#### QUÉ HACER:
Responde, por favor, estas preguntas sobre la reseña del libro de Elena Gorokhova:
(a) ¿Qué editorial lo publica y cuál es su precio?
(b) ¿Hasta qué momento de la vida de la autora llega el libro?
(c) Según la reseña, ¿por qué la madre llevaba sopa casera al hospital durante la enfermedad del padre?

Editorial Gatopardo. Precio: 21,90 €.
Gorokhova retrata lo mucho y feo de la sórdida realidad de la URSS durante la década de los sesenta y los setenta del siglo pasado.
El libro es una remembranza de su vida hasta que consiguió emigrar a Estados Unidos.
Por suerte, para entender el horror inoculado por una ideología aniquiladora del ser humano, se han traducido últimamente al español libros que dejan constancia del terror imperante durante el período estalinista, pero pocos, que yo sepa, de la época posterior de asentamiento y esclerotización del comunismo. De ahí el valor e importancia de Un montón de migajas de Elena Gorokhova ―narradora nata, no es de extrañar que con posterioridad haya publicado, al parecer, un segundo libro de memorias, Russian tattoo―, un testimonio de los años grises, bien cementados, de la dictadura burocrática soviética; de todo lo cotidiano de aquel tiempo, que ya dejara dicho con su pluma de lince Quevedo que es «mucho y feo», en cualquier circunstancia, no digamos en la sórdida realidad de la URSS durante las décadas de los sesenta y los setenta del siglo pasado, que Gorokhova caracteriza en lo social con la preponderancia de la hipocresía y del cinismo, del arte del fingimiento continuo, de hacer la vista gorda, de sobrevivir secando setas en ristras o haciendo mermelada de cualquier tipo de baya, de buscarse la vida siempre a través de influencias, recomendaciones y demás ―por desgracia, esto valdría, y vale, aunque allí aumentado hasta extremos absolutos, a cualquiera de los dos lados del Telón de Acero―. Todo ello aderezado con detalles escabrosos, como cuando durante la enfermedad de su padre, su madre llevaba la sopa casera al hospital porque «las enfermeras y los camilleros roban la comida de los pacientes».

#### DATOS REGISTRADOS:
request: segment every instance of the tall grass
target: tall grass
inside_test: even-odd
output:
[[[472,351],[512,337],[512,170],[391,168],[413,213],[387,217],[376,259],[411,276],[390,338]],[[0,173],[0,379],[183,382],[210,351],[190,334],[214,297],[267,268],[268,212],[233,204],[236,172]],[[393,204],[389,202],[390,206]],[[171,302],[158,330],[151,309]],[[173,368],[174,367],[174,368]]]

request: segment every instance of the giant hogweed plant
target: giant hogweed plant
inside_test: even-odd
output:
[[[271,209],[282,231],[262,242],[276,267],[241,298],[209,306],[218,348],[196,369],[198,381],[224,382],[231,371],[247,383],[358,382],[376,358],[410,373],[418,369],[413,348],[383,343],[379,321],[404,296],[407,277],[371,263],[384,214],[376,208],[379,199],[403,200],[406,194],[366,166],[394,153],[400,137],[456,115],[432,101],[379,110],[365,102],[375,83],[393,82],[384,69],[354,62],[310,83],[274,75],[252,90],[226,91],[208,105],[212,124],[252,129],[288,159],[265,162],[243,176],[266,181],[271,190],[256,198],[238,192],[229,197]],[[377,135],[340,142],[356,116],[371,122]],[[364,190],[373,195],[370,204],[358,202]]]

#### RESULTADO DEL EJERCICIO:
(a) Editorial Gatopardo; 21,90 €.
(b) Hasta que consiguió emigrar a Estados Unidos.
(c) Porque «las enfermeras y los camilleros roban la comida de los pacientes».